» **Required work**: Please reproduce the records word for word from their first line through the line containing "[[[8,79],[11,75],[19,75],[18,61],[9,57],[0,58],[0,79]]]", including both of those lines.
================
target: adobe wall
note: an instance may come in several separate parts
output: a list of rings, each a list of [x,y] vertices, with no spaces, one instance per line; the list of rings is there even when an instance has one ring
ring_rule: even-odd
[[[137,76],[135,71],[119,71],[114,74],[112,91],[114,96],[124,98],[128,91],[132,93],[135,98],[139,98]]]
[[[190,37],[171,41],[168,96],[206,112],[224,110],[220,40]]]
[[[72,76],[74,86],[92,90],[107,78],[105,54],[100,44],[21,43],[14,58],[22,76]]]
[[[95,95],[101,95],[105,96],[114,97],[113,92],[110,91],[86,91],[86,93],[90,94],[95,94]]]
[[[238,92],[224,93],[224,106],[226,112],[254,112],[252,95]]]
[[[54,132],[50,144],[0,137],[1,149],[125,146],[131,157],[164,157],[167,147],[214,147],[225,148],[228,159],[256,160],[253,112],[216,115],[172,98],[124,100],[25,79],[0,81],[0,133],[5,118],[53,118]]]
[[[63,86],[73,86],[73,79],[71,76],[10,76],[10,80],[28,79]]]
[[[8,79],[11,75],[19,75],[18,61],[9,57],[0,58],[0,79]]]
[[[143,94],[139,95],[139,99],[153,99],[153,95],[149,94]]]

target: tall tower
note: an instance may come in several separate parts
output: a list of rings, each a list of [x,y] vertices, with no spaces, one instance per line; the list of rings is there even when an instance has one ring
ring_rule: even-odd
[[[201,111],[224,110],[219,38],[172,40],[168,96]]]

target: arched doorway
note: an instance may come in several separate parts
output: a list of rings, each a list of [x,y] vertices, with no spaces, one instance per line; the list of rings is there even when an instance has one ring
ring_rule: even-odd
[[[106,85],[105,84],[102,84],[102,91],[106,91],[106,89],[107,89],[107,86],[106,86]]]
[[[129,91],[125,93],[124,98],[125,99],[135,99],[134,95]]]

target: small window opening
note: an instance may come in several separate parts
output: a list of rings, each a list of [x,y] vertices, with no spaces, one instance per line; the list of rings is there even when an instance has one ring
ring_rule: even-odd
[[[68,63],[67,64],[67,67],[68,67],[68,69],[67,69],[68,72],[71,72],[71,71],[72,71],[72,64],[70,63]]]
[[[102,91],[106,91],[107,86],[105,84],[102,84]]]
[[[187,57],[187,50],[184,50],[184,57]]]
================
» **Written response**:
target: adobe wall
note: an instance may come in several separate parts
output: a list of rings, each a list of [x,y] vertices, with no spaces, one instance per line; the list of rings is there even when an instance has one ring
ring_rule: even-odd
[[[137,76],[135,71],[119,71],[114,74],[112,91],[114,96],[124,98],[128,91],[132,93],[135,98],[139,98]]]
[[[190,37],[171,41],[168,96],[206,112],[224,110],[220,40]]]
[[[72,76],[74,86],[92,90],[107,78],[105,54],[100,44],[21,43],[14,58],[22,76]]]
[[[95,95],[101,95],[105,96],[114,97],[113,92],[110,91],[86,91],[86,93],[90,94],[95,94]]]
[[[238,92],[224,93],[224,106],[226,112],[254,112],[252,95]]]
[[[54,132],[50,144],[0,137],[1,149],[125,146],[131,157],[164,157],[167,147],[214,147],[225,148],[228,159],[256,160],[253,112],[216,115],[172,98],[124,100],[25,79],[0,81],[0,133],[5,118],[53,118]]]
[[[63,86],[73,86],[73,79],[71,76],[10,76],[10,80],[28,79]]]
[[[8,79],[11,75],[19,75],[18,61],[9,57],[0,58],[0,79]]]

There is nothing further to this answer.